**Gestellte Aufgabe a**
In welchem Verhältnis erschoss die deutsche Militärverwaltung laut dem Auszug zuerst Geiseln?

**Vorliegender Auszug**
• • • • • • •
Die dramatischen Ereignisse des Zweiten Weltkrieges führten zu einer zusätzlichen Zuspitzung dieses Gegensatzes. Nach dem Einmarsch der deutschen Wehrmacht in Jugoslawien ist die seinerzeitige Untersteiermark dem Gau Steiermark angegliedert worden. Eine blindwütige deutsche Verwaltung „rächte" die Schikanen der jugoslawischen Bürokratie gegen deutschsprechende Bürger mit der radikalen Aussiedlung Zehntausender Slowenen, die slowenische Sprache wurde verboten und ein gewaltsames Eindeutschungsprogramm trieb vor allem junge, aktive Slowenen zu den Partisanen in den Wäldern. Erste Überfälle beantwortete die deutsche Militärverwaltung mit der Erschießung wahllos zusammengefangener Geiseln zuerst im Verhältnis 1:50, dann im Verhältnis 1:100. Der Zusammenbruch der nationalsozialistischen Herrschaft 1945 löste eine grausige Aufschaukelung der Revanche aus: Wer immer in Slowenien deutscher Muttersprache war, wurde in Lagern zusammengesperrt, gequält, umgebracht oder - im günstigsten Fall - über die österreichische Grenze getrieben.

In den ersten Jahren des Tito-Regimes war die jugoslawisch-österreichische Grenze eine blutige Grenze. Es kam zu einem Kleinkrieg zwischen „weißen Partisanen" und der neuen kommunistischen Staatsmacht, die brutal durchgriff. Unzählige Flüchtlingstragödien in den Karawanken und an der steirischen Grenze markieren, heute weithin vergessen, diese düstere Zeit. Die schon in der Zwischenkriegszeit geborene Angst vor der „slowenischen Gefahr", von deutschnationalen Propagandisten noch zusätzlich aufgeheizt, erhielt neuen Auftrieb.
• • • • • • •
**Gestellte Aufgabe b**
Gib alle Zeilen der Einträge von der Zeile mit „A point falls on each instance of the area“ bis einschließlich der letzten Zeile der Einträge vollständig wieder. Skaliere dabei jede Koordinate in den Antworten mit dem Faktor 2,2 und runde auf ganze Zahlen, wobei halbe Werte aufgerundet werden.

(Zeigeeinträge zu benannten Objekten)
• • • • • • •
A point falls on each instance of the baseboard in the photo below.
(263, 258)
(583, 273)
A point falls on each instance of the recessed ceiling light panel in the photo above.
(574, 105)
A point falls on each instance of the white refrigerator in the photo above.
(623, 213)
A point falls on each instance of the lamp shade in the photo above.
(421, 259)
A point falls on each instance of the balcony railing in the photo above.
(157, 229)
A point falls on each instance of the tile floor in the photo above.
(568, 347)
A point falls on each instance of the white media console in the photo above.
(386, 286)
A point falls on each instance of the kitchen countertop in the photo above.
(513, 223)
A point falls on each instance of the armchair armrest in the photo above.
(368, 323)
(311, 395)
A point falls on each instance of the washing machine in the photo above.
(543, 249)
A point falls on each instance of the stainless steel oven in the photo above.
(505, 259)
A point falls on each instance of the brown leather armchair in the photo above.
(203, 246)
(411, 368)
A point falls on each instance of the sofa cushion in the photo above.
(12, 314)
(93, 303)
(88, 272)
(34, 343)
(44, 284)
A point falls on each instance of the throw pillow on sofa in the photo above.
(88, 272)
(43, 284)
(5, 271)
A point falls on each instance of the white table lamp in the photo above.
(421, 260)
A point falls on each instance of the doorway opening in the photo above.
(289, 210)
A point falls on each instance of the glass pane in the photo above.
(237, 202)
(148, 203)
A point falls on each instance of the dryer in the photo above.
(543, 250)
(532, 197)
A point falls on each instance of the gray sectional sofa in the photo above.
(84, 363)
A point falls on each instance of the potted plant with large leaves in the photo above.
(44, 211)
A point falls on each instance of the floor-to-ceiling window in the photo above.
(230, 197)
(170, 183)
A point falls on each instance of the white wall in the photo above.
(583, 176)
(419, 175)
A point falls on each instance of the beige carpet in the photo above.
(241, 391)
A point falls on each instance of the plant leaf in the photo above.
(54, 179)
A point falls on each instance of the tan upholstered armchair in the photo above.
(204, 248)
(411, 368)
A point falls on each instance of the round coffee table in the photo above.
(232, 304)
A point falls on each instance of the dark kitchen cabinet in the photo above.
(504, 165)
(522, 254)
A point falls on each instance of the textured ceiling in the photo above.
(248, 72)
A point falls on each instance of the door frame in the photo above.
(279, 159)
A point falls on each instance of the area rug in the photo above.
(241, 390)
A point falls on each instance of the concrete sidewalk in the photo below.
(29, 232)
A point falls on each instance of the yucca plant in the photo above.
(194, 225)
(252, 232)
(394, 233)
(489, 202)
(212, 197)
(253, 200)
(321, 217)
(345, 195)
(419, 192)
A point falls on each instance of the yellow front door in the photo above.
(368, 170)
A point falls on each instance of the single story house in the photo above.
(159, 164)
• • • • • • •
**Antwort a**
Zuerst im Verhältnis 1:50.

**Antwort b**
A point falls on each instance of the area rug in the photo above.
(530, 858)
A point falls on each instance of the concrete sidewalk in the photo below.
(64, 510)
A point falls on each instance of the yucca plant in the photo above.
(427, 495)
(554, 510)
(867, 513)
(1076, 444)
(466, 433)
(557, 440)
(706, 477)
(759, 429)
(922, 422)
A point falls on each instance of the yellow front door in the photo above.
(810, 374)
A point falls on each instance of the single story house in the photo above.
(350, 361)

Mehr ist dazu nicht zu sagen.